Task objective
Copy out exactly the lines of the records that run from the line containing "object | moss patch" through the end of the records, with both ends included.

━━ Dataset records

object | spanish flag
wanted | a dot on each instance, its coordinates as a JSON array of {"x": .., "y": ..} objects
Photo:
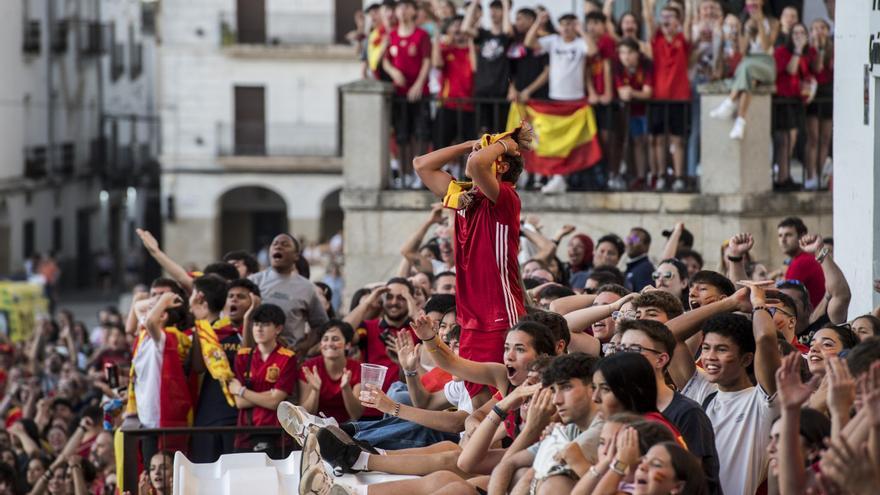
[{"x": 565, "y": 132}]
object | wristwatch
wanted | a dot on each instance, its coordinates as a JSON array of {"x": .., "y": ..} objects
[{"x": 619, "y": 467}]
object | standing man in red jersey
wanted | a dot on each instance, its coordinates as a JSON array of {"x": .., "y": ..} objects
[{"x": 489, "y": 296}]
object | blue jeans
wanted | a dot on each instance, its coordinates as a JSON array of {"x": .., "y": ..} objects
[{"x": 395, "y": 434}]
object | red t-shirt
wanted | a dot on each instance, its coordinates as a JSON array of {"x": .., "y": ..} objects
[
  {"x": 637, "y": 80},
  {"x": 278, "y": 371},
  {"x": 789, "y": 85},
  {"x": 670, "y": 67},
  {"x": 457, "y": 76},
  {"x": 407, "y": 53},
  {"x": 376, "y": 353},
  {"x": 330, "y": 398},
  {"x": 488, "y": 293},
  {"x": 607, "y": 50},
  {"x": 805, "y": 268}
]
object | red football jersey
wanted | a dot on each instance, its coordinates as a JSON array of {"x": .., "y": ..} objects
[{"x": 488, "y": 292}]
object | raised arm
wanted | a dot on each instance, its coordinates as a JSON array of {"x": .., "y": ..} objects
[
  {"x": 479, "y": 166},
  {"x": 767, "y": 358},
  {"x": 175, "y": 271},
  {"x": 837, "y": 291},
  {"x": 430, "y": 166},
  {"x": 492, "y": 374}
]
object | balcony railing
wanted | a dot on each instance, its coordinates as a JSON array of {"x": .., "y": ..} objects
[
  {"x": 276, "y": 139},
  {"x": 279, "y": 29}
]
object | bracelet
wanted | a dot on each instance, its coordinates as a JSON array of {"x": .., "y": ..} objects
[{"x": 500, "y": 412}]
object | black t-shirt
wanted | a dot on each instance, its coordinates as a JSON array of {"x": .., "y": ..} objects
[
  {"x": 212, "y": 408},
  {"x": 696, "y": 429},
  {"x": 493, "y": 68},
  {"x": 525, "y": 67}
]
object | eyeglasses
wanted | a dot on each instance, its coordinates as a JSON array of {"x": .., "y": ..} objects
[
  {"x": 623, "y": 315},
  {"x": 773, "y": 310},
  {"x": 636, "y": 348}
]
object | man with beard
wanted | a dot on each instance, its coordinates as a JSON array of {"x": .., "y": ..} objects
[
  {"x": 378, "y": 319},
  {"x": 282, "y": 286}
]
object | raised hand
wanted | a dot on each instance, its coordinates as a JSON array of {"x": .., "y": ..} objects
[
  {"x": 740, "y": 244},
  {"x": 811, "y": 243},
  {"x": 792, "y": 392}
]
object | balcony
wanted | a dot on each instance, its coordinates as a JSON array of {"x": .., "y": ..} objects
[
  {"x": 278, "y": 29},
  {"x": 32, "y": 39},
  {"x": 278, "y": 145}
]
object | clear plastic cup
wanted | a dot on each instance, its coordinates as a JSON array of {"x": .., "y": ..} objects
[{"x": 372, "y": 374}]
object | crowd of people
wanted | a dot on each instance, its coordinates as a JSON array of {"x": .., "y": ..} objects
[
  {"x": 594, "y": 369},
  {"x": 456, "y": 75}
]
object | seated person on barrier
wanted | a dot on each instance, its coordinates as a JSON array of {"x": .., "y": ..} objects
[{"x": 264, "y": 376}]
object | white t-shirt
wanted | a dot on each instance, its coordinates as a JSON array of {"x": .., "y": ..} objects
[
  {"x": 742, "y": 422},
  {"x": 148, "y": 380},
  {"x": 567, "y": 61},
  {"x": 457, "y": 395}
]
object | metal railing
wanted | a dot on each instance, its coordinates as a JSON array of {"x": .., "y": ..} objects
[
  {"x": 137, "y": 441},
  {"x": 277, "y": 139},
  {"x": 279, "y": 29},
  {"x": 474, "y": 116}
]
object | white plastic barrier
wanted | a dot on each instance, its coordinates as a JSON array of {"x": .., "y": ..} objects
[{"x": 252, "y": 474}]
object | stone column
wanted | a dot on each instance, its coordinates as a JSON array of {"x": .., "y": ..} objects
[
  {"x": 366, "y": 125},
  {"x": 730, "y": 166}
]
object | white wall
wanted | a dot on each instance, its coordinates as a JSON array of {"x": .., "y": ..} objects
[{"x": 856, "y": 171}]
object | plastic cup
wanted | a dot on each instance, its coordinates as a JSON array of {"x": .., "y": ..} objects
[{"x": 372, "y": 374}]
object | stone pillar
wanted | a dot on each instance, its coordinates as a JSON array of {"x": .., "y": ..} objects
[
  {"x": 730, "y": 166},
  {"x": 366, "y": 125},
  {"x": 856, "y": 152}
]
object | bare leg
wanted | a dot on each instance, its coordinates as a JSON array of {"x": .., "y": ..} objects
[
  {"x": 677, "y": 155},
  {"x": 421, "y": 486},
  {"x": 444, "y": 446},
  {"x": 555, "y": 485},
  {"x": 812, "y": 149},
  {"x": 744, "y": 105}
]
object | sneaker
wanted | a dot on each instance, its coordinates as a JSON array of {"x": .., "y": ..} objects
[
  {"x": 311, "y": 454},
  {"x": 661, "y": 184},
  {"x": 679, "y": 185},
  {"x": 338, "y": 449},
  {"x": 811, "y": 184},
  {"x": 297, "y": 422},
  {"x": 316, "y": 481},
  {"x": 739, "y": 128},
  {"x": 556, "y": 185},
  {"x": 725, "y": 110}
]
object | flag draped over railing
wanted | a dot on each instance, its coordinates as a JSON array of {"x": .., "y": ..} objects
[{"x": 565, "y": 132}]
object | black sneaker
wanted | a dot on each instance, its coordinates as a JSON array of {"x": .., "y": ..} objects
[{"x": 338, "y": 451}]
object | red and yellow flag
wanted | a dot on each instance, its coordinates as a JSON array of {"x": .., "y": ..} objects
[{"x": 565, "y": 133}]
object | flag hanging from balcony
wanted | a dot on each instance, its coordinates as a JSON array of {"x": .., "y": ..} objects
[{"x": 565, "y": 133}]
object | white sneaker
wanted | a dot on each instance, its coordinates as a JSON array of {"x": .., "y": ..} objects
[
  {"x": 556, "y": 185},
  {"x": 678, "y": 185},
  {"x": 661, "y": 184},
  {"x": 725, "y": 110},
  {"x": 296, "y": 421},
  {"x": 811, "y": 184},
  {"x": 739, "y": 128}
]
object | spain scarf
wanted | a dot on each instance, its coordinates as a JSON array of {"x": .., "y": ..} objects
[
  {"x": 212, "y": 351},
  {"x": 459, "y": 193}
]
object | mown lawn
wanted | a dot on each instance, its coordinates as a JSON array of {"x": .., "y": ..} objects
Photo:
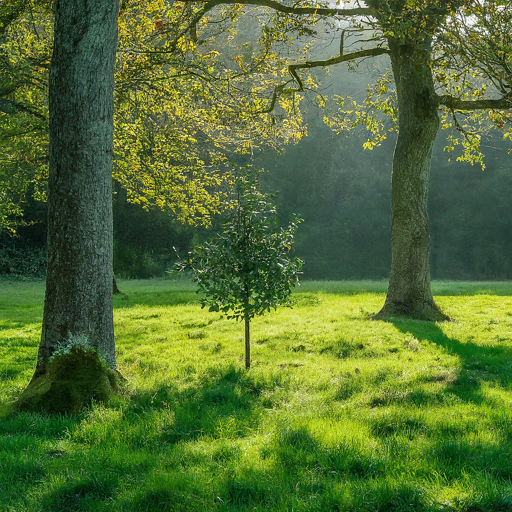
[{"x": 338, "y": 413}]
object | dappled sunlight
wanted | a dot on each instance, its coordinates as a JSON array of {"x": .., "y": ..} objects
[{"x": 339, "y": 411}]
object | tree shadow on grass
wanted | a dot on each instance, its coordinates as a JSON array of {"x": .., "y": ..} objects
[{"x": 478, "y": 363}]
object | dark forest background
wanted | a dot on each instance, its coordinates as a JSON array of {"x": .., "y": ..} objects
[{"x": 343, "y": 194}]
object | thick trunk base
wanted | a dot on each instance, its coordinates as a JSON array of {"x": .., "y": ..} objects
[
  {"x": 70, "y": 382},
  {"x": 417, "y": 310}
]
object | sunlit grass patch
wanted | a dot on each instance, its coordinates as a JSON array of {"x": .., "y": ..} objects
[{"x": 339, "y": 412}]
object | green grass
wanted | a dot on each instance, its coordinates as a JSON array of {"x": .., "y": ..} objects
[{"x": 338, "y": 413}]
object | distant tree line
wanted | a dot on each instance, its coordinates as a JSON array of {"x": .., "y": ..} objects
[{"x": 343, "y": 194}]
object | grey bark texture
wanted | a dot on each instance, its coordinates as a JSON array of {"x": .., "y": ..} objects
[
  {"x": 409, "y": 293},
  {"x": 79, "y": 277}
]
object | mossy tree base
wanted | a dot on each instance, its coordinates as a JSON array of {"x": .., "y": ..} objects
[{"x": 70, "y": 382}]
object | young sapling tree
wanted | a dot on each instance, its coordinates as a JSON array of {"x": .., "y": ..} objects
[{"x": 247, "y": 269}]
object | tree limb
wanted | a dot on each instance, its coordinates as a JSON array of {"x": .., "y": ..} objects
[
  {"x": 372, "y": 52},
  {"x": 359, "y": 11}
]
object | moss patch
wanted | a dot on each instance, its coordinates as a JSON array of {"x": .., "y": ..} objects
[{"x": 71, "y": 381}]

━━━━

In response
object | moss patch
wanted | a dot on each instance, its coordinates as a JSON array of {"x": .., "y": ..} objects
[{"x": 71, "y": 381}]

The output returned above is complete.